* **Challenge**
Change "scouting field log" to "site survey log" throughout the entries below. Leave all other wording unchanged.

[Labeled-object pointing entries]

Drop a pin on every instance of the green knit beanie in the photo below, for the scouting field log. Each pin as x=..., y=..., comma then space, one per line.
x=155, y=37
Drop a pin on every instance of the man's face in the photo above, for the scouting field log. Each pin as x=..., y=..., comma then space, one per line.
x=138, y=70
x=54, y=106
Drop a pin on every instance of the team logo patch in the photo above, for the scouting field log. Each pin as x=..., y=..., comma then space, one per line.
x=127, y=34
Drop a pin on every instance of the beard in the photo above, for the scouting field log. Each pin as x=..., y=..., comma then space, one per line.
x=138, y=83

* **Output of the exercise**
Drop a pin on every instance of the green knit beanie in the photo below, for the site survey log. Each pin as x=..., y=..., comma then space, one per line.
x=155, y=37
Drop a pin on every instance of the man's face in the photo above, for the site survey log. Each pin as x=..., y=..., comma then space, one per line.
x=138, y=70
x=54, y=106
Drop a pin on every instance of the team logo patch in the photo above, for the site survey log. Each pin as x=..., y=..., comma then space, one per line.
x=127, y=34
Drop a pin on every instance of the beard in the photo above, for the site survey log. Each pin as x=..., y=..., comma then space, one per line.
x=138, y=83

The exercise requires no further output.